§ **Text passage**
============================================================

The smartphone boom during the late 2000s and 2010s meant money in the bank for many semiconductor companies. Lots of new users, frequent phone upgrades, and rising prices as each year packed more tech into the mobile devices meant big increases in sales and profitability. Primarily riding the coattails of Apple's (AAPL -2.73%) iPhone, Skyworks Solutions (SWKS -0.62%) stock is sporting a 485% return over the last trailing 10 years, compared with just 136% for the S&P 500.  

However, the lion's share of those returns on Skyworks had been made by 2015, and the stock has been trading in volatile sideways action ever since. The first problem to crop up was the gentle decline in global smartphone shipments the last few years as consumers have begun to hold onto phones for longer (global units shipped were 1.37 billion in 2019 compared with the peak of 1.47 billion in 2016, according to Statista). With the initial growth phase now over, supplying components for phones is now a cyclical affair just like any other manufacturing business. A disruptive trade war between the U.S. and China that eliminated another key Skyworks customer, Huawei, from the mix also hasn't helped, not to mention the current coronavirus crisis.  

And yet there is still great potential for Skyworks. With a market cap of $15.7 billion, this isn't a tiny company that is going to shoot an investment portfolio into seven figures all on its own. But it is far smaller than mega-chipmaker Qualcomm (QCOM -0.80%) -- $84.7 billion market cap as of this writing -- known the world over for providing the processors that actually operate mobile devices (versus Skyworks' radio frequency chips that enable a network connection). With the Internet of Things (IoT) movement still ongoing and 5G mobile networks still in the very early innings of rollout, this small-ish chipmaker is worth investigating.  

A woman opening a refrigerator door that is connected to a home network.

Image source: Skyworks Solutions.

Replacing mobile phones with mobile everything

First, it's worth acknowledging that Apple's iPhone suite remains a large part of Skyworks' business. Rough estimates put the figure at upwards of 50% of Skyworks revenue last year. With such a heavy reliance on phone sales but phone shipments flatlining at best (up to this point, Apple had made up the difference by raising average prices on the iPhone), it's commendable that Skyworks has been able to increase its own sales at all. Over the last five years, revenue is up 6% -- which includes the elimination of Huawei, which was 10%-plus of sales before the trade war in 2019 axed it from the equation.  

Skyworks has accomplished the feat by adding new connectivity chips to the portfolio. What started with the smartphone has grown into connectivity for other consumer electronics, smart city devices (network-controlled lighting and internet hotspots, for example), autos, medical devices, and manufacturing equipment -- collectively known as the IoT. The slow rollout of 5G mobile networks is expected to only add impetus to the growing list of connected devices.

============================================================

§ **Recorded information**
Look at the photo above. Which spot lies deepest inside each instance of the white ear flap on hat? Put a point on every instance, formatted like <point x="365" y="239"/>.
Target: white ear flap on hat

============================================================

§ **Activity**
Reproduce the part of the Skyworks Solutions text starting with "First, it's worth" and going on through "from the equation.".

§ **Answer to this task**
First, it's worth acknowledging that Apple's iPhone suite remains a large part of Skyworks' business. Rough estimates put the figure at upwards of 50% of Skyworks revenue last year. With such a heavy reliance on phone sales but phone shipments flatlining at best (up to this point, Apple had made up the difference by raising average prices on the iPhone), it's commendable that Skyworks has been able to increase its own sales at all. Over the last five years, revenue is up 6% -- which includes the elimination of Huawei, which was 10%-plus of sales before the trade war in 2019 axed it from the equation.